**Bounding box annotation rows**

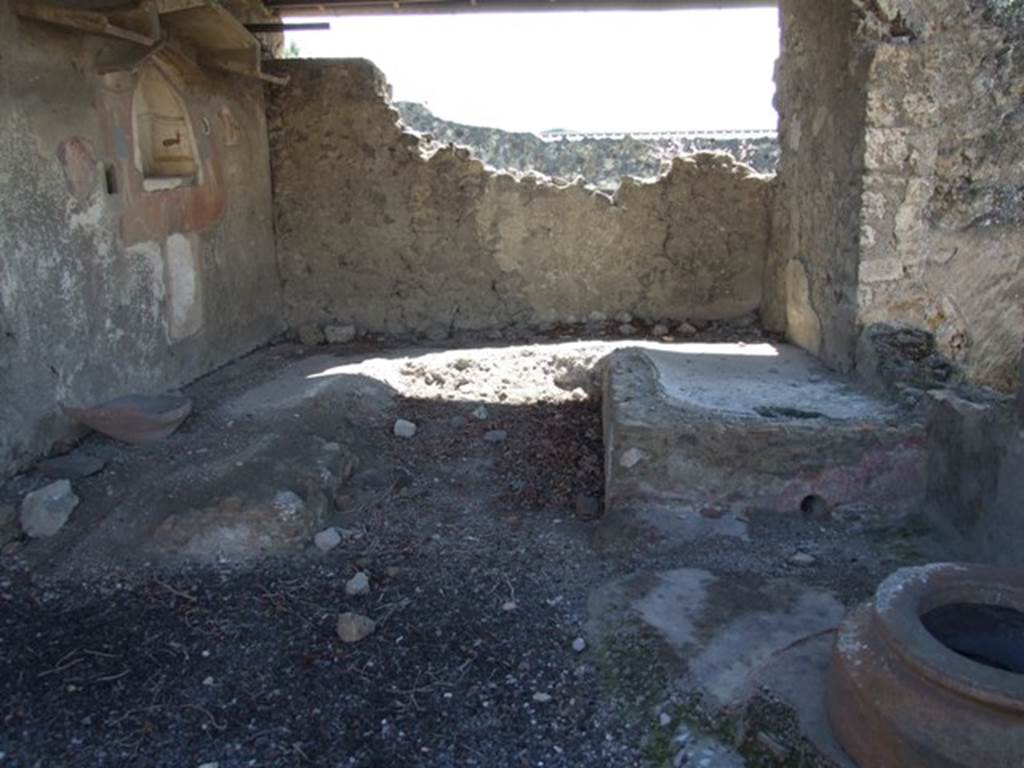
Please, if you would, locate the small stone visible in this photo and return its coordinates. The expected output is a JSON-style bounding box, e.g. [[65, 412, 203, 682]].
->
[[324, 326, 355, 344], [313, 528, 341, 552], [270, 490, 306, 520], [337, 613, 377, 643], [426, 326, 449, 341], [394, 419, 416, 439], [790, 552, 817, 565], [19, 480, 79, 539], [299, 324, 325, 347], [345, 570, 370, 597], [483, 429, 509, 442]]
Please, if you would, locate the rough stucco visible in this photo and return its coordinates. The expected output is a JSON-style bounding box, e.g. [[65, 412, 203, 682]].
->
[[764, 0, 867, 370], [0, 0, 280, 474], [763, 0, 1024, 389], [858, 0, 1024, 389], [268, 60, 771, 333]]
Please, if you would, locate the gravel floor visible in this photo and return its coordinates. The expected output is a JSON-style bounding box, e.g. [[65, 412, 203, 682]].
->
[[0, 328, 937, 768]]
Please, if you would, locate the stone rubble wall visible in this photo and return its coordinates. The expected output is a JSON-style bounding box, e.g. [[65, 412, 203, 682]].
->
[[394, 101, 778, 193], [857, 0, 1024, 390], [763, 0, 1024, 390], [268, 59, 772, 342]]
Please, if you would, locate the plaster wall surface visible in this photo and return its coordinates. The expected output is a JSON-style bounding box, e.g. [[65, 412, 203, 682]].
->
[[0, 0, 281, 475], [268, 59, 771, 333], [764, 0, 1024, 389], [764, 0, 869, 370], [857, 0, 1024, 390]]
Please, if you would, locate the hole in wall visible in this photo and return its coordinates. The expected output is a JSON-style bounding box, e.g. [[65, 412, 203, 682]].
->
[[921, 603, 1024, 675], [132, 62, 199, 190]]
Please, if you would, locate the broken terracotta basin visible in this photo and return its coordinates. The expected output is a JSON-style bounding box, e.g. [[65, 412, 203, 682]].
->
[[65, 394, 191, 443], [827, 563, 1024, 768]]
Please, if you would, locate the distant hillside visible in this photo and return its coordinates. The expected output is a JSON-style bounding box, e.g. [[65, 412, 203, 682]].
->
[[394, 101, 778, 191]]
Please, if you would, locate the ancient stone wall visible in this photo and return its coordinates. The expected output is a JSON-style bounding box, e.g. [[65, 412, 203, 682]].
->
[[764, 0, 1024, 389], [858, 0, 1024, 390], [763, 0, 869, 370], [0, 0, 281, 475], [269, 60, 771, 333], [394, 101, 778, 194]]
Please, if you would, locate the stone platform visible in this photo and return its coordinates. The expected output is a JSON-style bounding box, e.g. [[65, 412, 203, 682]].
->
[[603, 343, 925, 516]]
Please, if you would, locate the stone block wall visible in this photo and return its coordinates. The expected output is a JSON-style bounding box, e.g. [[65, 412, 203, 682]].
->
[[0, 0, 281, 476], [268, 59, 771, 334], [764, 0, 1024, 389]]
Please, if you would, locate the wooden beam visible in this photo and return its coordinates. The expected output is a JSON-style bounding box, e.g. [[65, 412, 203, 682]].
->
[[14, 0, 160, 48]]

**Given problem**
Convert everything from the line containing "Please, if you would, locate the stone block" down to the last of the rows into a JSON list of strings, with one string per line and no blank lines.

**Output of the exercise**
[
  "Please, if you would, locate the stone block wall visible in this photo and return its coordinates. The expected output is a JSON-style bounding box, e.g. [[65, 412, 203, 682]].",
  "->",
  "[[0, 0, 281, 476], [268, 59, 771, 334], [764, 0, 1024, 389]]",
  "Please, if you would, locate the wooden beam visible in this photo and return its coordinates. The expected output is a JSON-style bounding box, e.g. [[65, 412, 203, 682]].",
  "->",
  "[[14, 0, 160, 48]]"
]